* 提取的记录:
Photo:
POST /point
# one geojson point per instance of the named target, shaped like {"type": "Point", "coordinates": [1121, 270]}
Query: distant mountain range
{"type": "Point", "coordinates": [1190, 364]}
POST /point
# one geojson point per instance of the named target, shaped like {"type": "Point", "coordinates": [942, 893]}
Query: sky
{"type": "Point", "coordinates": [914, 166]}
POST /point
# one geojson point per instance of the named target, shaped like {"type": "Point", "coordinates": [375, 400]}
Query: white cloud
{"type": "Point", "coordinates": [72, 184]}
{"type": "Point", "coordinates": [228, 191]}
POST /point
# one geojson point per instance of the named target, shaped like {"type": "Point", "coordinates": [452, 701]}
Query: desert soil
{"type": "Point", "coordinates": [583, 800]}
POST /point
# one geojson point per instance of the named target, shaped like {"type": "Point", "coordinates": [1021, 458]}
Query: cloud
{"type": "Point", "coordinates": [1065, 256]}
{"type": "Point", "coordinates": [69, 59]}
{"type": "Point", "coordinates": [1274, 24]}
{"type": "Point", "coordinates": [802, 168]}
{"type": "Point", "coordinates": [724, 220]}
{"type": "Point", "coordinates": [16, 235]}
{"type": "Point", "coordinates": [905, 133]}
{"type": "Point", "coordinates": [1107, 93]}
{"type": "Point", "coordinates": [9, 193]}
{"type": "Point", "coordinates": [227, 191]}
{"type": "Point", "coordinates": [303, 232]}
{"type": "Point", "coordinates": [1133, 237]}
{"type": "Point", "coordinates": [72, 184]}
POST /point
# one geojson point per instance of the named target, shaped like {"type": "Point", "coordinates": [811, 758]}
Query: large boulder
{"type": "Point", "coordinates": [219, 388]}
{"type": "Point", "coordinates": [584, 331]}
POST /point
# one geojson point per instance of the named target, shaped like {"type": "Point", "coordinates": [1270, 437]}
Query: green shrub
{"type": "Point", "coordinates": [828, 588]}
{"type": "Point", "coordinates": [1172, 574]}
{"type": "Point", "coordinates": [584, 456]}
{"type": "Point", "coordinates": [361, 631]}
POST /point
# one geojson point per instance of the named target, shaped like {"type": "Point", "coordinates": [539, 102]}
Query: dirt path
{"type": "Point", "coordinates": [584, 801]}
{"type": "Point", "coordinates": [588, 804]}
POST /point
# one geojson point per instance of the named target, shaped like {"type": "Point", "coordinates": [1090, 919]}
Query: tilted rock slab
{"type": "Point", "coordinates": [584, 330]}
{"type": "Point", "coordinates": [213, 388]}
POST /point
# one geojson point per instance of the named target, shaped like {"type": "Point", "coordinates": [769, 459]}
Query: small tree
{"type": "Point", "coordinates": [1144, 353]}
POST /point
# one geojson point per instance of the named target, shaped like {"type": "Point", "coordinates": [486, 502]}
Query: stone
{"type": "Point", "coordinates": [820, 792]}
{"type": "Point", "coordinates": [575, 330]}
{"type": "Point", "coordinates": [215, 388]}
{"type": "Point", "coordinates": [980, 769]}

* 任务要求:
列出上面记录中所有包含字符串“Query”的行。

* 回答:
Query: distant mountain range
Query: sky
Query: white cloud
Query: desert soil
Query: cloud
Query: large boulder
Query: green shrub
Query: dirt path
Query: tilted rock slab
Query: small tree
Query: stone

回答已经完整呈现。